» **What you have to do**: Transcribe, exactly as they appear, only the lines from the one holding "Identify one point on each instance of the curb" through the end of the entries below.

» **Data for processing**:
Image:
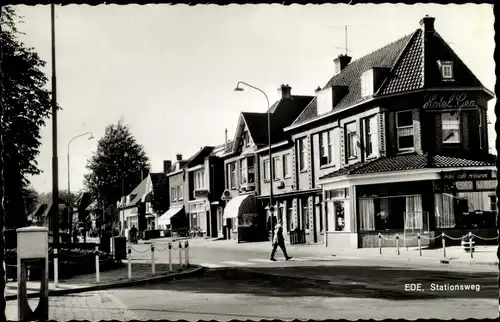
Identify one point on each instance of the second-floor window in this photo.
(370, 139)
(351, 140)
(451, 128)
(199, 180)
(265, 170)
(276, 168)
(326, 148)
(301, 151)
(173, 194)
(287, 165)
(404, 125)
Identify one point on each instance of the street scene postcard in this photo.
(248, 162)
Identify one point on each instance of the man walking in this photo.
(279, 240)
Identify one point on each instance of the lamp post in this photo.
(271, 207)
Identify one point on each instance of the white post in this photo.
(444, 245)
(56, 268)
(170, 257)
(97, 274)
(180, 254)
(129, 263)
(153, 259)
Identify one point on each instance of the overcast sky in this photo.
(169, 71)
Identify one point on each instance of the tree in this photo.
(26, 106)
(119, 163)
(160, 197)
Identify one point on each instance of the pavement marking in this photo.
(210, 265)
(236, 263)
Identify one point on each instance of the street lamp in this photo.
(69, 177)
(271, 207)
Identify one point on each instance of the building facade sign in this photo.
(455, 101)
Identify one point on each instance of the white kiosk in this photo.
(33, 247)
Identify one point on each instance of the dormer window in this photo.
(446, 68)
(367, 83)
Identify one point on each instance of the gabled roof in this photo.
(405, 162)
(411, 63)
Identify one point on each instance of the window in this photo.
(276, 168)
(370, 141)
(302, 154)
(286, 166)
(265, 170)
(173, 193)
(450, 125)
(404, 124)
(180, 192)
(446, 68)
(351, 139)
(243, 171)
(231, 175)
(367, 83)
(325, 143)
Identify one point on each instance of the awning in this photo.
(239, 205)
(165, 218)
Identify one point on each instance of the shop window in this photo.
(351, 139)
(450, 124)
(446, 68)
(404, 124)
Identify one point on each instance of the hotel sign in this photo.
(464, 175)
(455, 101)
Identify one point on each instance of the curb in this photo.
(150, 280)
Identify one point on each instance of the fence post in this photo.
(443, 240)
(56, 268)
(170, 257)
(97, 273)
(180, 254)
(153, 258)
(129, 263)
(471, 247)
(419, 244)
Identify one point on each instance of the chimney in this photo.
(341, 62)
(225, 139)
(285, 91)
(167, 166)
(427, 24)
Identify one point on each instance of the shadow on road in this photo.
(338, 281)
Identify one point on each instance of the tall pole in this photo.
(271, 207)
(55, 174)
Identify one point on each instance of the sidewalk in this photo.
(483, 255)
(141, 273)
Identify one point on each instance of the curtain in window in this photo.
(413, 215)
(445, 210)
(366, 214)
(476, 200)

» **Answer to the problem**:
Identify one point on each instance of the curb in this photo.
(150, 280)
Identify one point on each instance of the fence post in this photo.
(443, 240)
(56, 268)
(170, 257)
(97, 273)
(180, 254)
(153, 258)
(129, 263)
(471, 247)
(419, 244)
Identify one point on each instance of the chimney in this photo.
(341, 62)
(225, 139)
(285, 91)
(167, 166)
(427, 24)
Identify one point on each instance of the shadow on road in this photo.
(338, 281)
Identify one point on each instance of the tall pole in this photo.
(271, 207)
(55, 174)
Identify one point on each instance of the sidewalk in this photo.
(483, 255)
(141, 273)
Identify one point on each instance of the curtain in window in this photo.
(413, 215)
(445, 210)
(366, 214)
(476, 200)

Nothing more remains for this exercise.